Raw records

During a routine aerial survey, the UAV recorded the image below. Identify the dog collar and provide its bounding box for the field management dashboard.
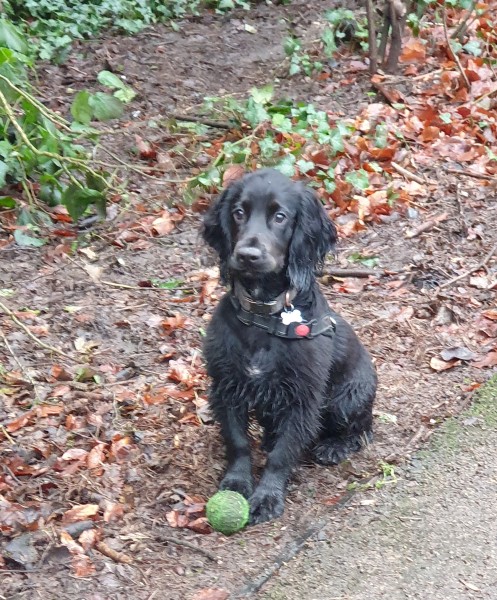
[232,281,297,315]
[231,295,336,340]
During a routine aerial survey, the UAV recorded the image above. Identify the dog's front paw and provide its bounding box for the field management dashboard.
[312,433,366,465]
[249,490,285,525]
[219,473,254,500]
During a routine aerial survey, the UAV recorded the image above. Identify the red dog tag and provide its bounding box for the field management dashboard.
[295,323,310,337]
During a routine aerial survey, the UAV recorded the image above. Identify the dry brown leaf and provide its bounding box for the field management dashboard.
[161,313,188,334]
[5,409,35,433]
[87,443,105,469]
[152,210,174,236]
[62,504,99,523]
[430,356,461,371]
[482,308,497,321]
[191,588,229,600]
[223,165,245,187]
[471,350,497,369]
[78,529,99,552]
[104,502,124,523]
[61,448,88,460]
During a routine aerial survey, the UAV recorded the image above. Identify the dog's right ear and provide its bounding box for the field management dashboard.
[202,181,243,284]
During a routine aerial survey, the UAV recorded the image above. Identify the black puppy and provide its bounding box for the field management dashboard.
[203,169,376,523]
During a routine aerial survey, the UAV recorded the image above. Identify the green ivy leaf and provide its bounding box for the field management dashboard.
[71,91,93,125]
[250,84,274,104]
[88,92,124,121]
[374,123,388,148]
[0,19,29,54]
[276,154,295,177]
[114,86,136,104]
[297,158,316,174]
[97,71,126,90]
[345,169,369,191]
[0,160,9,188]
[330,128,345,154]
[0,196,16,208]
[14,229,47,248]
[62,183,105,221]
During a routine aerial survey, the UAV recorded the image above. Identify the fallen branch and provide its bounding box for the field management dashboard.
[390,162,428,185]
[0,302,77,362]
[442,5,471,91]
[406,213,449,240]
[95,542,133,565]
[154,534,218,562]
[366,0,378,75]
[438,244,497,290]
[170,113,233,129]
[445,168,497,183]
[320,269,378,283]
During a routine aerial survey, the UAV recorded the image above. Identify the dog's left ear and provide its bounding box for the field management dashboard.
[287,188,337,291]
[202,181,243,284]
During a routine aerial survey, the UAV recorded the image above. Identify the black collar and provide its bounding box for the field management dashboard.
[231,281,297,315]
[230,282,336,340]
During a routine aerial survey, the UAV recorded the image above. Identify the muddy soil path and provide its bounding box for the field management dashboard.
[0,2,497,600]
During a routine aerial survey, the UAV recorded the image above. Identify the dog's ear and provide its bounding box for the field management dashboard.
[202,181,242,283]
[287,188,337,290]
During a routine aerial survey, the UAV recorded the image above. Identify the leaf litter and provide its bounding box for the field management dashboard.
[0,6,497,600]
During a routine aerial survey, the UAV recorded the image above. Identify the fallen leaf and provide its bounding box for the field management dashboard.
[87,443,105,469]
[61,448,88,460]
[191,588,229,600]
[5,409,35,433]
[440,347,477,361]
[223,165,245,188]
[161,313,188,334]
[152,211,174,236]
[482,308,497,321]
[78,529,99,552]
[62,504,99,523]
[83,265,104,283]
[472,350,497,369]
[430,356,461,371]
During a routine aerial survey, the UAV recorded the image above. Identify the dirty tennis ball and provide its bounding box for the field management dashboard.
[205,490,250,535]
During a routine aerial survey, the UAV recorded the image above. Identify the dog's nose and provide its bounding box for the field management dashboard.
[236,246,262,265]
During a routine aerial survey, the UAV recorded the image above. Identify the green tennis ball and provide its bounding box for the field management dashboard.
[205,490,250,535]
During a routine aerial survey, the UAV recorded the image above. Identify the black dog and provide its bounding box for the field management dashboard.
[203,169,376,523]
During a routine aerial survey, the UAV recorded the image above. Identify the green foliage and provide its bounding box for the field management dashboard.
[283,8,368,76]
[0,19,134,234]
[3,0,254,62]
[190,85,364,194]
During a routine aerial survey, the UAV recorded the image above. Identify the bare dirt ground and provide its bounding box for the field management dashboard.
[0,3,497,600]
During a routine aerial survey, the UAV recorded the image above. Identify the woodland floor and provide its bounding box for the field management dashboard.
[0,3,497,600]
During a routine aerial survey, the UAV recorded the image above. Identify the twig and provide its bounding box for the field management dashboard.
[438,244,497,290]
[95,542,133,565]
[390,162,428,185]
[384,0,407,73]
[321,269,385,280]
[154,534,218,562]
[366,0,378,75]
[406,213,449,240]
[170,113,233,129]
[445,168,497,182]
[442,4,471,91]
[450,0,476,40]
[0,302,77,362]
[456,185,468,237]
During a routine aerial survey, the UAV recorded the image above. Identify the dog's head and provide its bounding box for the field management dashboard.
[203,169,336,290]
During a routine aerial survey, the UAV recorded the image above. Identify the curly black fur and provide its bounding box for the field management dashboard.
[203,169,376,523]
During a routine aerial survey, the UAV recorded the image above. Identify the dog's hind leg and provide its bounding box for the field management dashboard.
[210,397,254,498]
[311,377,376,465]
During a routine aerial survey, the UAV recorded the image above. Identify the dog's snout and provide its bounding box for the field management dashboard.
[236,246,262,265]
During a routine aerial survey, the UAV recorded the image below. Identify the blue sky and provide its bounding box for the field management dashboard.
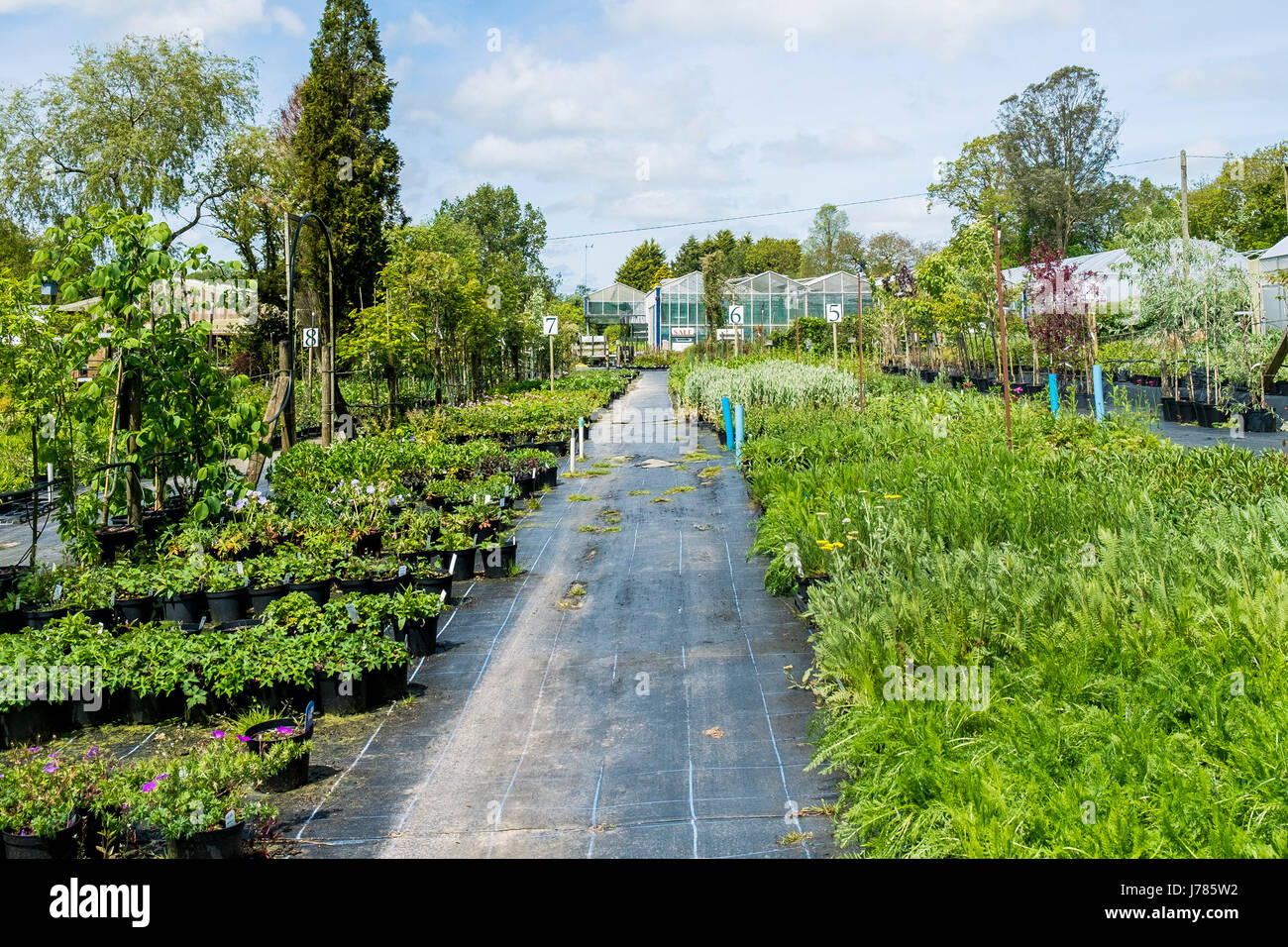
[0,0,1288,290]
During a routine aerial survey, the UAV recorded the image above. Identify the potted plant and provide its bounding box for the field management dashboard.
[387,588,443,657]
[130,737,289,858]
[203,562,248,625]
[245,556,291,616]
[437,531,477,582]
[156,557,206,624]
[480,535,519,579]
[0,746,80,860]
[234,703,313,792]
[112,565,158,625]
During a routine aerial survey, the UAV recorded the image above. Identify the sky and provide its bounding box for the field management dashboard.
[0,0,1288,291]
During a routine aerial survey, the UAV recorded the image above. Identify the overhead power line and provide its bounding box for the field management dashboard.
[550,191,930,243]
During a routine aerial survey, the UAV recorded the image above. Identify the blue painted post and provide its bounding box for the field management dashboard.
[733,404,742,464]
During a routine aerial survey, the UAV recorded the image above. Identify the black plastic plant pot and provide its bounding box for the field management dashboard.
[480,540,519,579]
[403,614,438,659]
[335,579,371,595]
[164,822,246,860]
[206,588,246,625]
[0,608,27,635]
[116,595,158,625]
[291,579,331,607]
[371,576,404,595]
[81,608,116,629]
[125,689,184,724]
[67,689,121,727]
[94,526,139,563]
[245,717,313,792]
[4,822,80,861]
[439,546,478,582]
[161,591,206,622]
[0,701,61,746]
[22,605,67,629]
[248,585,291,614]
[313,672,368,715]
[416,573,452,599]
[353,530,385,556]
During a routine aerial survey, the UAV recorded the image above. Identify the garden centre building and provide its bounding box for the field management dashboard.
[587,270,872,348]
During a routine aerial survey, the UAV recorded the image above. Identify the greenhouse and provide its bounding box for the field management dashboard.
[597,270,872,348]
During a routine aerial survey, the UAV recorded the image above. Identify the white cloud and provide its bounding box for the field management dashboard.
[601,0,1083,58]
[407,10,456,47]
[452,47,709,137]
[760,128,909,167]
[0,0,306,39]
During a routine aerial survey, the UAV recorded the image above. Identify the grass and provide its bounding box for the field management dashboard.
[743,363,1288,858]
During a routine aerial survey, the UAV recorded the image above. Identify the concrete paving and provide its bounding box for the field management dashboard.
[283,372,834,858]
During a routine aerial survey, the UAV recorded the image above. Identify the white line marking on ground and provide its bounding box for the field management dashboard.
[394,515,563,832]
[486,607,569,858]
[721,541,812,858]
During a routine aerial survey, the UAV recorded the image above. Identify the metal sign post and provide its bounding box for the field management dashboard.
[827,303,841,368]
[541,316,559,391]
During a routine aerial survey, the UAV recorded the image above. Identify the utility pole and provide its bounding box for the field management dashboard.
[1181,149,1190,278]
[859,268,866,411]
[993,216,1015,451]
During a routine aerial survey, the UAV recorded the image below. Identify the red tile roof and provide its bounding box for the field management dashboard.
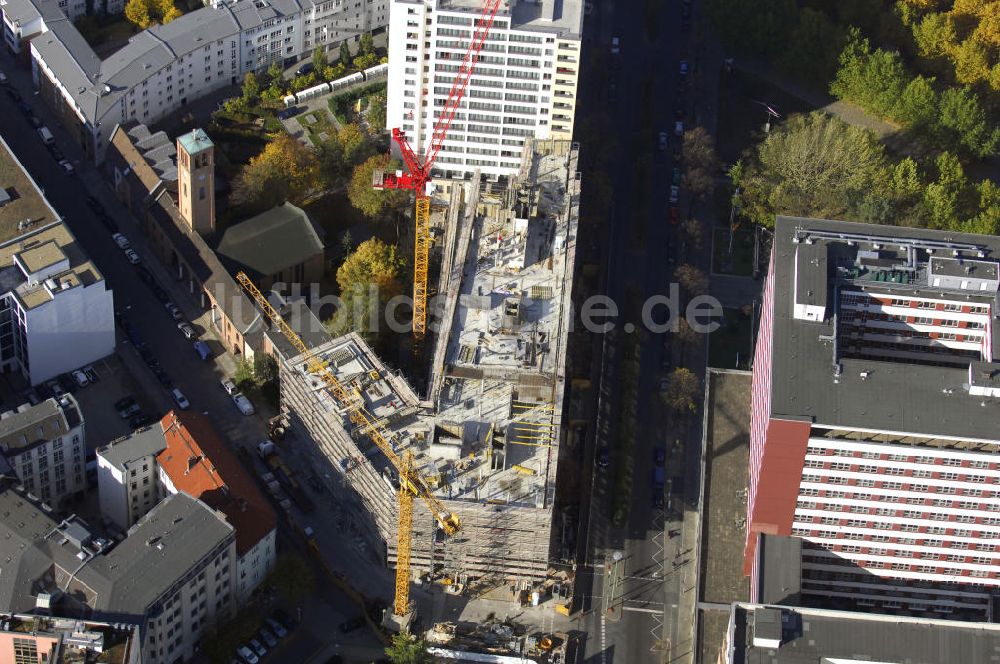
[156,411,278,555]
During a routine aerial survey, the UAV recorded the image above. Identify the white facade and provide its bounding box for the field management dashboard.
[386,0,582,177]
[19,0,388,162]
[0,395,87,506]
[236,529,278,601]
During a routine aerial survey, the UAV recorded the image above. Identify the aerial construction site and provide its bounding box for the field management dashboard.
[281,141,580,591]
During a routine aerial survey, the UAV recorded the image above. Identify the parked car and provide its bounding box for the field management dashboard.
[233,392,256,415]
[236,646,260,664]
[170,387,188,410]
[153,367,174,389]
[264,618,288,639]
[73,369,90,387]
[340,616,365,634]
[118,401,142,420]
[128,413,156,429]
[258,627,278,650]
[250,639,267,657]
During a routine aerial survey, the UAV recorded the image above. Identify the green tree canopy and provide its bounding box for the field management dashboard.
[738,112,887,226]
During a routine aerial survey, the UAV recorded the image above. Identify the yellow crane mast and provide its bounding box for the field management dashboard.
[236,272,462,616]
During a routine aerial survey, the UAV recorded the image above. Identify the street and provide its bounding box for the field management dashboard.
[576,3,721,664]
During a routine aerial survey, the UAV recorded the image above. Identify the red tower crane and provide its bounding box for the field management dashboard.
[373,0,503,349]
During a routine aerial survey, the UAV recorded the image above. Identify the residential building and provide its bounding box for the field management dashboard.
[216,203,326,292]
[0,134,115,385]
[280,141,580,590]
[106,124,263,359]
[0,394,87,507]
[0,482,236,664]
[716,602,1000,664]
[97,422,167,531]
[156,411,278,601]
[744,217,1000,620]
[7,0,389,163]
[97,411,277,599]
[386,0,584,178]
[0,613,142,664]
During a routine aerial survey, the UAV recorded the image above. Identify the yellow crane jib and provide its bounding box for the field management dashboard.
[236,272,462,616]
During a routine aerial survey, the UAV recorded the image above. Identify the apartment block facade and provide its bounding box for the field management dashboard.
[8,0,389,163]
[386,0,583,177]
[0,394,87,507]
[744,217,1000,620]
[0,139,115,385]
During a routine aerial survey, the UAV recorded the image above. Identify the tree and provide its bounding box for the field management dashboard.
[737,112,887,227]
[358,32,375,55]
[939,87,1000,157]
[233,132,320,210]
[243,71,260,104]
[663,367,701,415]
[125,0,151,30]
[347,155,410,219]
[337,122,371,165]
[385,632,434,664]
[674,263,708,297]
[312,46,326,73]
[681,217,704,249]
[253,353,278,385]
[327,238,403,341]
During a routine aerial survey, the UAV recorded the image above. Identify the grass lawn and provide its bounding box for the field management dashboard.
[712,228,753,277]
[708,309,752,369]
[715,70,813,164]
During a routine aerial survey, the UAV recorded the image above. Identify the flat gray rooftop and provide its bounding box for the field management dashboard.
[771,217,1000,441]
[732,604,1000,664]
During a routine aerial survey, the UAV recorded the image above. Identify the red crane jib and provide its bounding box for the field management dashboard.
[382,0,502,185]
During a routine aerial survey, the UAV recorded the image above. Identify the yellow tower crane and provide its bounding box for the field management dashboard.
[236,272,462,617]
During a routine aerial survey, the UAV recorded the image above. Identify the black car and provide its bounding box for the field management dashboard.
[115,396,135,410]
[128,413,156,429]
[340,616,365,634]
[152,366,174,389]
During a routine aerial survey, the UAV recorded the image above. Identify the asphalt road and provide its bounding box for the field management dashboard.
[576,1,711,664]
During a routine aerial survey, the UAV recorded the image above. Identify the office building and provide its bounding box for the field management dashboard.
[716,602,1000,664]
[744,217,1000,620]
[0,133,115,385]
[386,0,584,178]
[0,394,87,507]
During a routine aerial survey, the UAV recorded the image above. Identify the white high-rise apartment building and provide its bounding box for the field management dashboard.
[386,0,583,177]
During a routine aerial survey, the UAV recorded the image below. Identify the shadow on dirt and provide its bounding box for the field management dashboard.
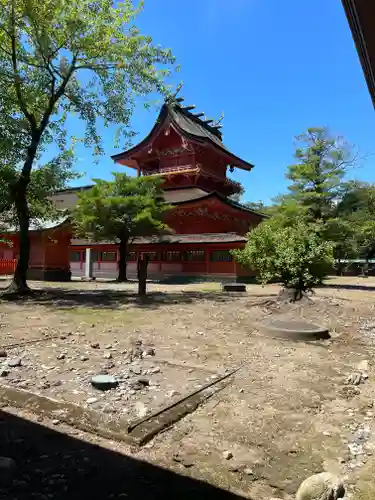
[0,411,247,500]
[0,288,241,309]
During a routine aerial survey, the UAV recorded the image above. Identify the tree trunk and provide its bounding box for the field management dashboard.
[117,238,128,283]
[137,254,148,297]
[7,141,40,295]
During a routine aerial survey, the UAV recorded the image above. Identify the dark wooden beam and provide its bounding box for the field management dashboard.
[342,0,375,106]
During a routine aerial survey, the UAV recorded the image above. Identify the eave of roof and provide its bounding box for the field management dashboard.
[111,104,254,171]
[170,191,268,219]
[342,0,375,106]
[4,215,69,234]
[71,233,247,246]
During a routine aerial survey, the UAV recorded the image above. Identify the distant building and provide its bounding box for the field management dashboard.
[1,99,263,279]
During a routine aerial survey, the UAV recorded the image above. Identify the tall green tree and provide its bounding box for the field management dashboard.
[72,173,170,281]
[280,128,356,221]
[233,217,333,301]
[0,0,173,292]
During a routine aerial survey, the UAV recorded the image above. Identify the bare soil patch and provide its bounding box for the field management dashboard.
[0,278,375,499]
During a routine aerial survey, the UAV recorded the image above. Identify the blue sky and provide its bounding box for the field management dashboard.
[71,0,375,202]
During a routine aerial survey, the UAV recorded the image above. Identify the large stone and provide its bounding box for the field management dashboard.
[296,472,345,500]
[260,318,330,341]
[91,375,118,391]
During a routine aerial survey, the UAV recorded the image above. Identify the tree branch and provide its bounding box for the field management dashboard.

== STATED GOAL ==
Rewrite the items starting at the line containing "the dog's left" and ending at the line containing "[230,282,336,340]", replacing "UAV" with "drone" and leaving everything else unchanged.

== EXERCISE OUTPUT ==
During a routine aerial survey, the drone recorded the image above. Identify the dog's left ear and provide its bounding box for the field management dashboard.
[287,188,337,291]
[202,181,243,284]
During a routine aerial survey, the drone recorded the image above. Identify the black collar and provide its bounding box for the field management dashboard.
[231,281,297,315]
[230,282,336,340]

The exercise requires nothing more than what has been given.